>>>>>
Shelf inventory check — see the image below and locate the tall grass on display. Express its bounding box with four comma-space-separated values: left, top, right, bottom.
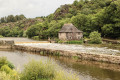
0, 58, 79, 80
21, 60, 79, 80
65, 40, 83, 44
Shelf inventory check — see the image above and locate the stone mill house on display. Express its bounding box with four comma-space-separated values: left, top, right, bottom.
59, 24, 83, 41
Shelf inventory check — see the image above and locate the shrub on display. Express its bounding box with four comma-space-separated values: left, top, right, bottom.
0, 65, 12, 74
0, 57, 8, 68
89, 31, 102, 44
0, 35, 3, 38
7, 61, 15, 69
0, 57, 15, 69
0, 72, 11, 80
32, 36, 39, 40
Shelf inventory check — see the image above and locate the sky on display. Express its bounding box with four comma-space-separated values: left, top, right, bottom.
0, 0, 74, 18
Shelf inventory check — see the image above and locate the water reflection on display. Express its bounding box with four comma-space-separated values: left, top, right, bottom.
0, 50, 120, 80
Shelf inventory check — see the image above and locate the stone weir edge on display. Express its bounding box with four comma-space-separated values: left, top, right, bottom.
14, 45, 120, 64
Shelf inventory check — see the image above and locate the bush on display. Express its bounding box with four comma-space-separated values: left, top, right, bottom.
0, 35, 3, 38
0, 57, 8, 68
0, 65, 12, 74
0, 57, 15, 69
0, 72, 11, 80
89, 31, 102, 44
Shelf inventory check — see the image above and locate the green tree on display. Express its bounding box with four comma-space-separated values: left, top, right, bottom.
89, 31, 102, 44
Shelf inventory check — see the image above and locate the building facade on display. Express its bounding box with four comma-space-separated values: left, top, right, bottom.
59, 24, 83, 41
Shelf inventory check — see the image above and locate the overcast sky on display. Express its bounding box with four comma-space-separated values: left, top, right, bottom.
0, 0, 74, 18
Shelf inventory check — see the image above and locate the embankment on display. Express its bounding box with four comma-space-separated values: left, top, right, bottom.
14, 45, 120, 64
0, 40, 14, 49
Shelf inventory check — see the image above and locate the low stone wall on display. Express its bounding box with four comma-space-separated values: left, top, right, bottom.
14, 45, 120, 64
0, 40, 14, 49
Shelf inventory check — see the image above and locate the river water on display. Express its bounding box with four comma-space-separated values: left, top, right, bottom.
0, 50, 120, 80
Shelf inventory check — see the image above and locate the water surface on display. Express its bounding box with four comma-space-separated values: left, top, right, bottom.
0, 50, 120, 80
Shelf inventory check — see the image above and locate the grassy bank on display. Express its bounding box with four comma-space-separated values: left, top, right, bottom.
0, 58, 79, 80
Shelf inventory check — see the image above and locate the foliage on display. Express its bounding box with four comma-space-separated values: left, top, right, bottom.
0, 65, 12, 74
89, 31, 102, 44
0, 57, 15, 69
0, 0, 120, 39
32, 36, 39, 40
21, 61, 55, 80
0, 14, 26, 23
65, 40, 83, 44
0, 35, 3, 38
21, 60, 79, 80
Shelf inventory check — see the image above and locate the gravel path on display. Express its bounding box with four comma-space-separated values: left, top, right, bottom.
16, 43, 120, 55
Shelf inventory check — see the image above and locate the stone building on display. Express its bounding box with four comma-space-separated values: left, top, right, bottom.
59, 24, 83, 41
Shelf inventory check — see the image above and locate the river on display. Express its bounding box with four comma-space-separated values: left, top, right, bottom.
0, 50, 120, 80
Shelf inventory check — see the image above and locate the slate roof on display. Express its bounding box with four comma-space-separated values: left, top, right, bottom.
59, 24, 83, 33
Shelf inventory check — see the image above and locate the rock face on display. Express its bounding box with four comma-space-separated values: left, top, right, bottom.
0, 40, 14, 49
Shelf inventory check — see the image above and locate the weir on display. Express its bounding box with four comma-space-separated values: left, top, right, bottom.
0, 37, 120, 64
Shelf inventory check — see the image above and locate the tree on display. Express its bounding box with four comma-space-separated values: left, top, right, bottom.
89, 31, 102, 44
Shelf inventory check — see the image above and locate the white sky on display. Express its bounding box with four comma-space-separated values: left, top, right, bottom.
0, 0, 74, 18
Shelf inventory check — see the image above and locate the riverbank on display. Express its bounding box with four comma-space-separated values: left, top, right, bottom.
14, 43, 120, 64
1, 38, 120, 64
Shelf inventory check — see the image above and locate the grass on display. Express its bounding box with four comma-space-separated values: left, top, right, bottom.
65, 40, 83, 44
20, 60, 79, 80
0, 58, 79, 80
83, 43, 120, 50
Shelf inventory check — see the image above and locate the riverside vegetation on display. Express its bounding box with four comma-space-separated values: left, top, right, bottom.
0, 57, 79, 80
0, 0, 120, 40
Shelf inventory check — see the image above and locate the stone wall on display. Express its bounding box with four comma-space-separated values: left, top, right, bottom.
0, 40, 14, 49
14, 45, 120, 64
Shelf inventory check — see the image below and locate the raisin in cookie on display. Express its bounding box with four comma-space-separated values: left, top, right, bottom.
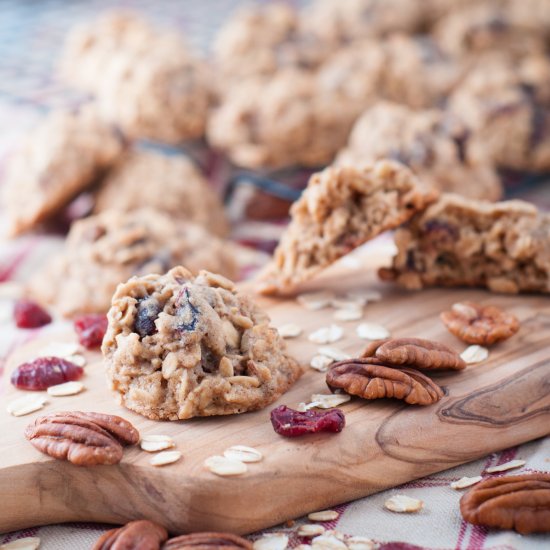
449, 56, 550, 172
102, 267, 301, 420
258, 161, 437, 294
380, 194, 550, 293
2, 107, 124, 235
29, 209, 236, 316
63, 13, 213, 144
95, 149, 229, 236
336, 102, 502, 201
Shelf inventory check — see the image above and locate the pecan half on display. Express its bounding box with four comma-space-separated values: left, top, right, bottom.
326, 357, 445, 405
92, 519, 168, 550
162, 533, 252, 550
460, 473, 550, 535
362, 338, 466, 370
25, 412, 139, 466
441, 302, 519, 346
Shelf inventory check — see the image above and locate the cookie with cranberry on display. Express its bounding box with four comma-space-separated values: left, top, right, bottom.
2, 106, 124, 235
102, 267, 301, 420
94, 149, 229, 236
29, 209, 236, 316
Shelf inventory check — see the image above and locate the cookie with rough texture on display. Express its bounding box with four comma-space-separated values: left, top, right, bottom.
29, 209, 236, 316
433, 0, 550, 57
380, 194, 550, 294
59, 10, 188, 94
213, 2, 332, 84
379, 34, 464, 108
302, 0, 428, 44
336, 102, 502, 201
258, 161, 437, 294
94, 149, 229, 236
207, 69, 355, 168
449, 56, 550, 172
2, 107, 124, 235
62, 12, 213, 144
102, 267, 301, 420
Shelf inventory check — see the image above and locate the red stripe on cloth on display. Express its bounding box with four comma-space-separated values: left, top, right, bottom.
0, 239, 37, 283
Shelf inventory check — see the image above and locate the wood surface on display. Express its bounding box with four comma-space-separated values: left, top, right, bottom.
0, 252, 550, 533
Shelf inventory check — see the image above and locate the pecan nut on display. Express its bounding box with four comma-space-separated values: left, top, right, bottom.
362, 338, 466, 370
441, 302, 519, 346
92, 519, 168, 550
162, 533, 252, 550
326, 357, 445, 405
25, 412, 139, 466
460, 473, 550, 535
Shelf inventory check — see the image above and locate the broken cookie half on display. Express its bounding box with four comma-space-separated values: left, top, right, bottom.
258, 160, 438, 294
102, 267, 302, 420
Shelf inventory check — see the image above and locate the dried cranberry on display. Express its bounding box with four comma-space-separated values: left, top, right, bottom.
13, 300, 52, 328
176, 287, 200, 331
134, 297, 161, 338
73, 313, 107, 349
271, 405, 346, 437
11, 357, 84, 390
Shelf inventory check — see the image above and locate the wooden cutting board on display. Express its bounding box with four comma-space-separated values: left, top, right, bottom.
0, 252, 550, 533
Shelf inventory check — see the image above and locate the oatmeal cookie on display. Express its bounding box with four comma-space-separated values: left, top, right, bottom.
63, 13, 213, 144
380, 194, 550, 294
207, 69, 355, 168
59, 10, 188, 95
301, 0, 428, 44
449, 56, 550, 172
336, 102, 502, 201
29, 209, 236, 316
2, 106, 124, 235
433, 0, 549, 57
95, 149, 229, 236
213, 2, 332, 84
102, 267, 301, 420
259, 160, 437, 294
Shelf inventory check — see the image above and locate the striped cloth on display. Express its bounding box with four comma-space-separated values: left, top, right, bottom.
0, 0, 550, 550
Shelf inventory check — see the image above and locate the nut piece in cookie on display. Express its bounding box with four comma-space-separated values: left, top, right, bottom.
379, 194, 550, 294
28, 209, 236, 316
460, 472, 550, 535
441, 302, 519, 346
102, 267, 301, 420
2, 106, 124, 235
94, 149, 229, 237
259, 160, 437, 294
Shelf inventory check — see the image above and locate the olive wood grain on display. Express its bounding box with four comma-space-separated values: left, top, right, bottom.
0, 252, 550, 533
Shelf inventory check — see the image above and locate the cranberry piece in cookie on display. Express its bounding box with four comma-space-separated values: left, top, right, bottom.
73, 313, 107, 349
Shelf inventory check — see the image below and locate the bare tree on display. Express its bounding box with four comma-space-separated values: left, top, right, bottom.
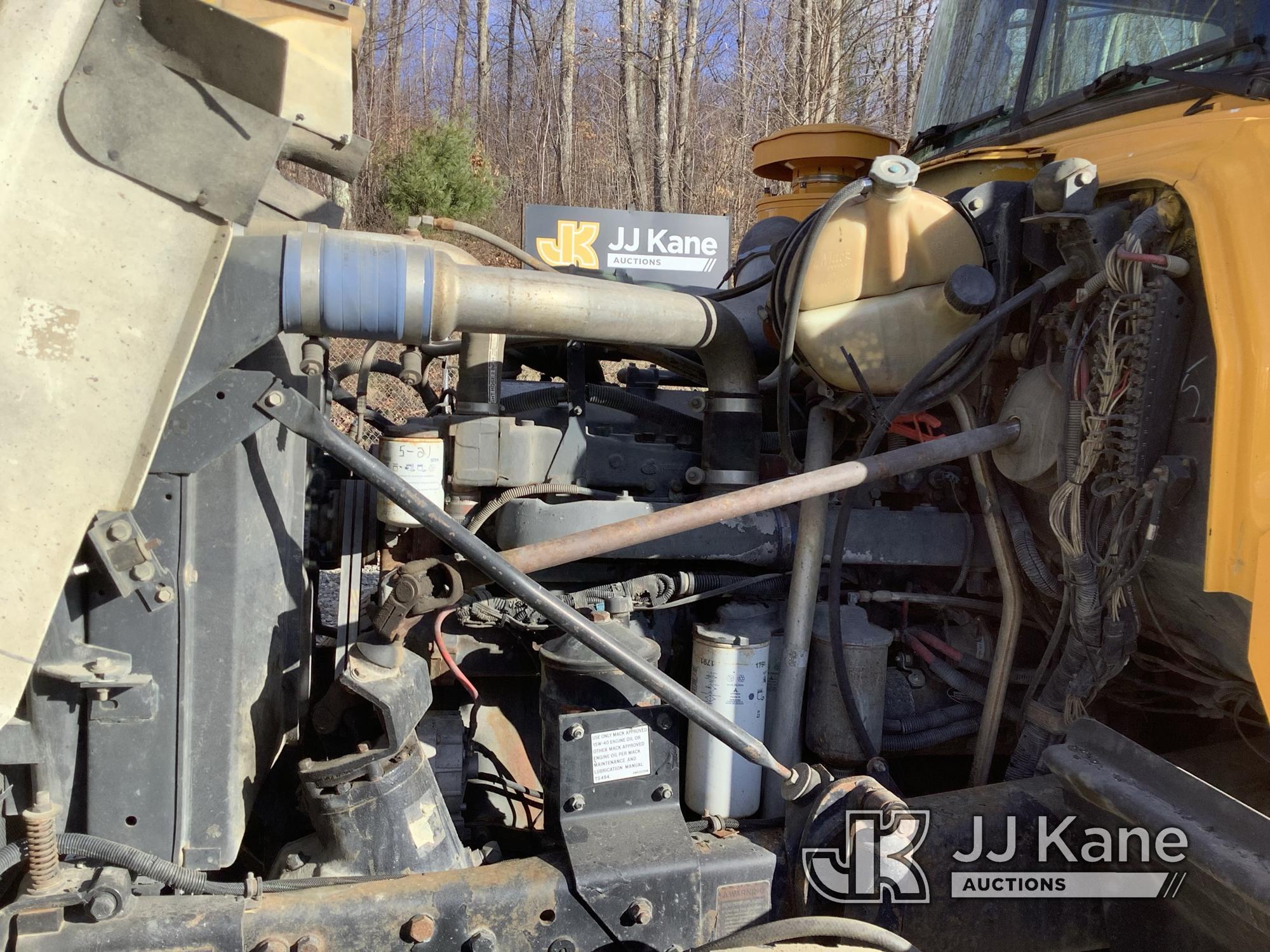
<<<<<
In the part of the data that opens with the line containing "the river on" and closes with the line containing "0, 0, 120, 40", change "on display" to "in view". Give those lines again with everything else unchanged.

THE OUTPUT —
Shelf inventory check — see the image above and locate the river in view. Express its bounding box with four comma-space-separated values: left, top, right, bottom.
0, 50, 120, 80
Shelf inventory check — see the image above and locate the slate roof in view. Express its bounding box with four comma-space-separated values: left, top, right, bottom.
59, 24, 83, 33
Shelf inventory check — see the image above and locate the rock face in view. Express its bounding box with four comma-space-separated values: left, top, right, bottom.
0, 40, 14, 49
Shelf inventory check — see the image above and locate the weir in view. Express its bounding box with four comma-space-separated values: left, top, right, bottom.
0, 37, 120, 64
Shelf inventory check — see the image above and locate the tree in view. Express its bounding box with four comma-space-separated values: left, top, right, bottom.
89, 31, 102, 44
Shelf inventory check — see the image above and locate the white sky in view. Express its bounding box with four comma-space-separated values: left, top, right, bottom.
0, 0, 74, 18
Shelf inventory check — see the image above and locate the riverbank in view. Express its bounding box with four comma-space-separated values: left, top, right, bottom.
14, 43, 120, 64
1, 38, 120, 64
Shelf inventory check — see the image above and locate the grass in view. Express its bounding box with four comma-space-separated values: left, top, right, bottom.
65, 40, 83, 44
20, 60, 79, 80
0, 58, 79, 80
83, 43, 120, 50
Shelf inventory check — see the image above and locate the riverside vegetation in view. Express its bounding box with four comma-space-separated values: left, top, right, bottom.
0, 57, 79, 80
0, 0, 120, 40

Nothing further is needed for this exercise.